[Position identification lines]
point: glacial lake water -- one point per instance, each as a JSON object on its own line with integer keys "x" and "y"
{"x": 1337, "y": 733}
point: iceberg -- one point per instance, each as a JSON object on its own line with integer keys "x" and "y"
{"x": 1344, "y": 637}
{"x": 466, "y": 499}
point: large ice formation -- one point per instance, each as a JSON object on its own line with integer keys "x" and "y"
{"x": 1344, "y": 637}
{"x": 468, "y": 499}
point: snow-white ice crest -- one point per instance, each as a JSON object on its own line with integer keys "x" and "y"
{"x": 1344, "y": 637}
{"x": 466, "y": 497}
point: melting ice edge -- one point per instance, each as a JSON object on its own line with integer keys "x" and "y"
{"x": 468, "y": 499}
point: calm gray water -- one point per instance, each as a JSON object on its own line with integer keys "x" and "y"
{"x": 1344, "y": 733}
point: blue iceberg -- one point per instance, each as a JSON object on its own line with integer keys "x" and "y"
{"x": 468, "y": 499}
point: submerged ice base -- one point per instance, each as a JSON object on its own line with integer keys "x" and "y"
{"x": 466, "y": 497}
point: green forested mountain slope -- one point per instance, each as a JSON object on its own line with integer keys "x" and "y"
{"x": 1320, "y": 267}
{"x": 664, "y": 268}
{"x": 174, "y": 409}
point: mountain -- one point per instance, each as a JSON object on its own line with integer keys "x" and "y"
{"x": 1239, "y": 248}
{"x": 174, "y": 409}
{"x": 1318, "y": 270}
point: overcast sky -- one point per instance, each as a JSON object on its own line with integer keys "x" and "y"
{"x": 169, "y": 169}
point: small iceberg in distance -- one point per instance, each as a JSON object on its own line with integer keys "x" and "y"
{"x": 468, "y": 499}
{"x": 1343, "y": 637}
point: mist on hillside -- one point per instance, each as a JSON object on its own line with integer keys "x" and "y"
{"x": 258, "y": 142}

• WHAT TO WORK ON
Copy everything from the line containing "point: overcast sky" down to the last of these lines, requests included, and move each answer point by adding 75 to both its x and y coordinates.

• EXERCISE ANSWER
point: overcast sky -- one point per instance, each as a JSON object on its own line with integer keys "x" and "y"
{"x": 244, "y": 244}
point: small iceberg in distance -- one point per instance, each as a JSON object on its own line with integer keys "x" and "y"
{"x": 543, "y": 574}
{"x": 1418, "y": 712}
point: mist on hillside -- one point per instance, each as a JSON object on its own line with integer keys "x" and "y"
{"x": 333, "y": 217}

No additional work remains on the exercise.